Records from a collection
/---

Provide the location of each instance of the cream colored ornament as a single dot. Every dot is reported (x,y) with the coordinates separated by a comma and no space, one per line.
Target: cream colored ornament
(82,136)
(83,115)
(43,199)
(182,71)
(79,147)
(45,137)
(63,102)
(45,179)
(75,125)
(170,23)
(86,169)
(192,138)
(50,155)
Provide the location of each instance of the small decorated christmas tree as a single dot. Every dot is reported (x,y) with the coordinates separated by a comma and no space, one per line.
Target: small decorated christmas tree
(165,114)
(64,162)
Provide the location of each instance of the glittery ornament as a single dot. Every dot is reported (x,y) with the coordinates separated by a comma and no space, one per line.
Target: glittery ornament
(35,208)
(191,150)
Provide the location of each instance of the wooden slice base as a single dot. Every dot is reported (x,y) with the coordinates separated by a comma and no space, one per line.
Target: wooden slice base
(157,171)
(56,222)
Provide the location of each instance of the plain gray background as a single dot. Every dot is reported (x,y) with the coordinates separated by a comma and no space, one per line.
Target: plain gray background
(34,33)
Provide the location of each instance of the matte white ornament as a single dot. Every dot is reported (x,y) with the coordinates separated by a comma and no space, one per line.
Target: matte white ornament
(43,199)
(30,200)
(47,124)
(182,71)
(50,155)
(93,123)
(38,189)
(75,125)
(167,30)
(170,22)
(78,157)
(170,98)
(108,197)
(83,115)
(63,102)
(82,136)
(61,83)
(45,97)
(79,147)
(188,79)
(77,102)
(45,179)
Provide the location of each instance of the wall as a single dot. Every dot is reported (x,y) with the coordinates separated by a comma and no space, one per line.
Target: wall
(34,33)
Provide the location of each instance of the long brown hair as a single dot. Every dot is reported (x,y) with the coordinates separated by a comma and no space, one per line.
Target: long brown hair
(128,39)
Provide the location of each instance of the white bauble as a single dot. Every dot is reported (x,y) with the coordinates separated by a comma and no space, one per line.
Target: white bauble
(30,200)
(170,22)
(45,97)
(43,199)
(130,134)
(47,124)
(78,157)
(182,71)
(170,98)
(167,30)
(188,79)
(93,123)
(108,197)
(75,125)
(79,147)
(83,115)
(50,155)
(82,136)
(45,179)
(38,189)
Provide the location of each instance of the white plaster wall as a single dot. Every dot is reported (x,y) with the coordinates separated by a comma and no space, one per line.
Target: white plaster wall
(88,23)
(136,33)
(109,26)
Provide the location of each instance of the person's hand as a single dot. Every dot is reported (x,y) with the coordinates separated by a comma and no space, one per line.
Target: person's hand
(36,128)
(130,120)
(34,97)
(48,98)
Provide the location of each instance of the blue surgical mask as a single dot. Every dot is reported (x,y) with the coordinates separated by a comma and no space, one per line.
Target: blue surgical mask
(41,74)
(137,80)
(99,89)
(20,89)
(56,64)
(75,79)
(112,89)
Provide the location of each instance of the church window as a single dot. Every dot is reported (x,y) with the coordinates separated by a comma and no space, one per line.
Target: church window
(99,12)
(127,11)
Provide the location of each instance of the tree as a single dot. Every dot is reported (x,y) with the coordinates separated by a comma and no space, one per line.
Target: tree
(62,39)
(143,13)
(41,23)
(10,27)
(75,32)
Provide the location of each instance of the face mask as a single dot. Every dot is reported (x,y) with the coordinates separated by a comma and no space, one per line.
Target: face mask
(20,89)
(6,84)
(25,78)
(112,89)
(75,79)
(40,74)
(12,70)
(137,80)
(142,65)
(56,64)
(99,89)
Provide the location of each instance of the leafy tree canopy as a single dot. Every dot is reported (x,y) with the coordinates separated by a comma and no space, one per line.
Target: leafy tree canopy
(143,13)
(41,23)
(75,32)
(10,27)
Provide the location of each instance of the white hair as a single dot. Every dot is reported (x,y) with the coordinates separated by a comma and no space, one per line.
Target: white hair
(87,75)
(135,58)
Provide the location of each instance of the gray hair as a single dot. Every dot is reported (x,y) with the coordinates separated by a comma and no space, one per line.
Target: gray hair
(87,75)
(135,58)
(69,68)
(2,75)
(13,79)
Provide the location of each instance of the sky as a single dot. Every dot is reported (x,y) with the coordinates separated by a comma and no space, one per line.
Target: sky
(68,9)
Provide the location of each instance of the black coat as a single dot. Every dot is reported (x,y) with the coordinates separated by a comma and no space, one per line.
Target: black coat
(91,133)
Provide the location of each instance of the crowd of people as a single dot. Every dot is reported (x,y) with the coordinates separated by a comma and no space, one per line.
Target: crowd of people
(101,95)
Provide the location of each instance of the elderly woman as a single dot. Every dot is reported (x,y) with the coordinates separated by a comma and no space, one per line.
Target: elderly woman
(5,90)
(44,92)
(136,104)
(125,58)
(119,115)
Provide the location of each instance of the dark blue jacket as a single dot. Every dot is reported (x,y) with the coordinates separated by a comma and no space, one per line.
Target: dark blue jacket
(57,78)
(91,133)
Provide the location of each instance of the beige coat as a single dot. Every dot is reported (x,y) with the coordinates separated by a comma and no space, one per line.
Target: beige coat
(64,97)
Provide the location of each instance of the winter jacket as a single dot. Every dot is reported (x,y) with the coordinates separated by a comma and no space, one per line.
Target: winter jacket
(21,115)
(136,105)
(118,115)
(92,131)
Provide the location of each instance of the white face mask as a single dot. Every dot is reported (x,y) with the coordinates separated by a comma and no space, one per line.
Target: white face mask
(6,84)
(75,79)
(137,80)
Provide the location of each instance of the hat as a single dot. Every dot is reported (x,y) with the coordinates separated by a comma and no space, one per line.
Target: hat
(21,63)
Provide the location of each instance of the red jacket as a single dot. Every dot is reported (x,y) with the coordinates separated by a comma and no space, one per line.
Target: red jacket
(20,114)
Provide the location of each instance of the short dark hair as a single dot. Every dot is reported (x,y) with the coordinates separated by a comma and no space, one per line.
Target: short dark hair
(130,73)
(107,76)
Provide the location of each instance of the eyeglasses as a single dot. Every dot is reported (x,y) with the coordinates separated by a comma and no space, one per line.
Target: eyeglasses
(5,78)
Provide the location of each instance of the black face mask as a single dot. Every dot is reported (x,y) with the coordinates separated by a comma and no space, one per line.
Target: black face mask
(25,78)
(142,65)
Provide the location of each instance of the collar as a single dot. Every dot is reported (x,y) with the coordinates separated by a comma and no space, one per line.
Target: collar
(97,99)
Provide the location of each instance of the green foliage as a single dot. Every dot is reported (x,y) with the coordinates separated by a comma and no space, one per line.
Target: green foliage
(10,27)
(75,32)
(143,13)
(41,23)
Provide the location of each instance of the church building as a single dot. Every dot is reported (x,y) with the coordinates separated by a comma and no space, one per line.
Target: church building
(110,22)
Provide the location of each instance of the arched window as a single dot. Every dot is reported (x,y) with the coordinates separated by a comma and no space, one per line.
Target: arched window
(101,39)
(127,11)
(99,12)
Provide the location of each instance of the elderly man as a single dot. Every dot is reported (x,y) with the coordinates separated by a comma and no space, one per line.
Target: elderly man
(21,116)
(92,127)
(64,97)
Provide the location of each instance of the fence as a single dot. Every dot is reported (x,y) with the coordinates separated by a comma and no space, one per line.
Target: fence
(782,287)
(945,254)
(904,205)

\---

THE PROBLEM => Print the records again in their entirety, character for character.

SOLUTION FOR THIS EXERCISE =>
Provide the location of each instance of the cream colored ornament as a single dot. Every dot is reported (x,y) with the coordinates separated by a comma and no space, one per line.
Target: cream colored ornament
(82,136)
(83,115)
(43,199)
(182,71)
(79,147)
(45,137)
(63,102)
(45,179)
(75,125)
(170,23)
(86,169)
(192,138)
(50,155)
Provide the location of each instance of the small decorated christmas tree as a single dot. Every dot is reported (x,y) with the coordinates separated by a comma and no space, one per line.
Target: small decorated christmas tree
(165,114)
(64,162)
Provide the location of each instance of the glittery ornament as a single dot. Every dot is reported (x,y) with the coordinates separated by a comma and no space, one per line.
Target: glittery ornament
(35,208)
(191,150)
Provide the location of each instance of the wooden slice base as a single dot. Every dot is reported (x,y) with the coordinates separated by a comma and no space, one per line.
Target: wooden slice base
(157,171)
(56,222)
Provide the location of each instance of the plain gray background as a single dot. Every dot is reported (x,y) with the coordinates separated by a comma and no space, one per line.
Target: plain gray background
(34,33)
Provide the location of each instance of the matte white ornament as a single dot. Every dot is reported (x,y) with the coordinates separated by a comma and no space, one per line.
Target: matte white ornament
(43,199)
(30,200)
(47,124)
(182,71)
(50,155)
(93,123)
(38,189)
(75,125)
(167,30)
(170,22)
(78,157)
(170,98)
(108,197)
(83,115)
(63,102)
(82,136)
(61,83)
(45,97)
(79,147)
(188,79)
(77,102)
(45,179)
Provide the location of each instance of the wall as a single dot. Every dot is reported (x,y) with the coordinates separated by a comma and no space, one per line.
Target: wall
(34,33)
Provide the location of each instance of the long brown hair as a single dot. Every dot is reported (x,y) with the coordinates separated by a comma and no space, one per line.
Target: long brown hair
(128,39)
Provide the location of each instance of the white bauble as a single dot. Every dot is reported (x,y) with the coordinates separated by a comma and no space, one per line.
Target: white bauble
(30,200)
(170,22)
(45,97)
(43,199)
(130,134)
(47,124)
(78,157)
(182,71)
(170,98)
(167,30)
(188,79)
(93,123)
(108,197)
(75,125)
(79,147)
(83,115)
(50,155)
(82,136)
(45,179)
(38,189)
Provide the location of each instance of the white plaster wall as a single dot. Every dot is reported (x,y) with the coordinates separated by a comma and no space, one per line.
Target: white plaster wall
(88,23)
(136,33)
(109,26)
Provide the location of each instance of the person's hand as a single dot. Every dot is reported (x,y) with the coordinates separated by a comma and no space, one per line.
Target: person's hand
(36,128)
(130,120)
(34,97)
(48,98)
Provide the location of each instance of the blue surgical mask as a single dot. Every dot is reported (x,y) with the coordinates separated by a comma and no space, one per line.
Target: blue surgical mask
(41,74)
(137,80)
(99,89)
(20,89)
(56,64)
(75,79)
(112,89)
Provide the location of each instance of the church window as a single dot. Every dot is reported (x,y) with the coordinates separated by a comma and no space, one per line.
Target: church window
(99,12)
(127,11)
Provide the location of each instance of the tree as a single dot. Every dot is reported (x,y) with the coordinates separated by a comma and no space, one per line.
Target: tree
(62,39)
(143,13)
(41,23)
(10,27)
(75,32)
Provide the location of each instance of the face mask as a single dot. Every dot is reported (x,y) with the coordinates separated by a comma and no space, one per line.
Target: face mask
(20,89)
(6,84)
(25,78)
(112,89)
(75,79)
(40,74)
(12,70)
(137,80)
(142,65)
(56,64)
(99,89)
Provide the location of each instance of the leafy tree canopy as a single dot. Every dot is reported (x,y) with the coordinates separated by a comma and no space, one per line.
Target: leafy tree canopy
(143,13)
(41,23)
(75,32)
(10,27)
Provide the location of each instance of the white hair as a single dot. Every dot is reported (x,y) with the coordinates separated by a comma and no space, one per line.
Target: white hair
(87,75)
(135,58)
Provide the location of each instance of the gray hair as a single dot. Every dot is reported (x,y) with the coordinates separated by a comma and no space, one per line.
Target: gray hair
(87,75)
(135,58)
(69,68)
(2,75)
(13,79)
Provide the location of each instance of the sky as a single dot. Every dot is reported (x,y) with the coordinates separated by a comma and no space, one per line.
Target: sky
(68,9)
Provide the location of each instance of the black coat as a single dot. Every dot is reported (x,y) with the coordinates separated by a comma and no space, one per line.
Target: black coat
(91,133)
Provide the location of each instance of the crowd of people as a single dot. Every dot is reported (x,y) with the coordinates separated by a comma and no space, one per line.
Target: crowd of people
(101,95)
Provide the location of each instance of the elderly woman as a single dot. Every dot is reported (x,y) with the coordinates separated by a comma and no space, one per line.
Target: elderly woman
(5,90)
(44,92)
(136,104)
(125,58)
(119,115)
Provide the location of each instance of the dark blue jacket as a single dot. Every dot is reported (x,y) with the coordinates separated by a comma and no space, one per line.
Target: dark blue jacket
(57,78)
(91,133)
Provide the location of each instance of the beige coat as a single dot. Every dot is reported (x,y) with the coordinates separated by a comma and no space, one per line.
Target: beige coat
(64,97)
Provide the location of each instance of the winter jacket as a single dot. Every dot is reported (x,y) with the coordinates separated by a comma and no space, one per line.
Target: winter jacket
(21,115)
(136,105)
(118,115)
(92,131)
Provide the location of each instance of the white face mask as a single dot. Every dot is reported (x,y) with the coordinates separated by a comma and no space, one per line.
Target: white face mask
(6,84)
(75,79)
(137,80)
Provide the location of each instance of the hat as a single dot. Every dot is reported (x,y) with the coordinates separated by a comma and no space, one per line.
Target: hat
(21,63)
Provide the location of each instance of the red jacket as a single dot. Every dot is reported (x,y) with the coordinates separated by a comma and no space, one per line.
Target: red jacket
(20,114)
Provide the location of each instance of the short dark hair as a single dot. Every dot is reported (x,y) with the coordinates separated by a comma and no space, one per line.
Target: short dark hair
(130,73)
(107,76)
Provide the location of each instance of the eyeglasses as a single dot. Every dot is reported (x,y) with the coordinates separated by a comma and no space, one per line.
Target: eyeglasses
(5,78)
Provide the location of each instance of the black face mask as a single dot. Every dot is reported (x,y) with the coordinates separated by a comma and no space, one per line.
Target: black face mask
(25,78)
(142,65)
Provide the location of each instance of the collar as a single dot. Every dot is reported (x,y) with the coordinates separated by a comma and no space, one per line.
Target: collar
(97,99)
Provide the location of each instance of the green foliage as a single dot. Every dot is reported (x,y) with the coordinates separated by a comma and no space, one per line.
Target: green foliage
(10,27)
(75,32)
(143,13)
(41,23)
Provide the location of each instance of the church building as a single dot. Every dot is reported (x,y) with the coordinates separated by a comma and no space, one per line.
Target: church building
(110,22)
Provide the location of each instance of the arched window as a single dot. Every dot is reported (x,y) with the coordinates separated by a comma and no space, one per line.
Target: arched window
(101,39)
(127,11)
(99,12)
Provide the location of each instance of the elderly man as a single dot. Every dot is reported (x,y) with the coordinates separated by a comma and no space, one per line.
Target: elderly man
(21,116)
(92,127)
(64,97)
Provide the location of each instance of the fence as a single dot. Every dot is reported (x,y) with the coordinates separated by a comma and no space, one per line.
Target: fence
(782,287)
(945,254)
(904,205)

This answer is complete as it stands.